START Supplied data
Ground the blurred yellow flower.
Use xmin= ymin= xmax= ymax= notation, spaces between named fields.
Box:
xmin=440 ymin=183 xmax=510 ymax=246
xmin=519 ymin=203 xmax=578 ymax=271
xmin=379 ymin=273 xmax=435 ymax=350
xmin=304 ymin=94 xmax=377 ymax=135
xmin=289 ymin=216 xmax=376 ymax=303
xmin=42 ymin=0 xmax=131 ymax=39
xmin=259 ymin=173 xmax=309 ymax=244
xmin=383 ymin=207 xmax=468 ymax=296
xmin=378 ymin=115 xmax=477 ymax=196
END Supplied data
Task directions
What is needed is an exact copy of all the records.

Solution for this problem
Ground the blurred yellow flower.
Use xmin= ymin= xmax= ymax= notation, spaces between named fields.
Box:
xmin=440 ymin=183 xmax=510 ymax=246
xmin=519 ymin=203 xmax=578 ymax=271
xmin=379 ymin=273 xmax=435 ymax=350
xmin=304 ymin=94 xmax=377 ymax=135
xmin=289 ymin=216 xmax=376 ymax=303
xmin=42 ymin=0 xmax=131 ymax=39
xmin=259 ymin=173 xmax=309 ymax=244
xmin=383 ymin=207 xmax=468 ymax=296
xmin=378 ymin=115 xmax=477 ymax=196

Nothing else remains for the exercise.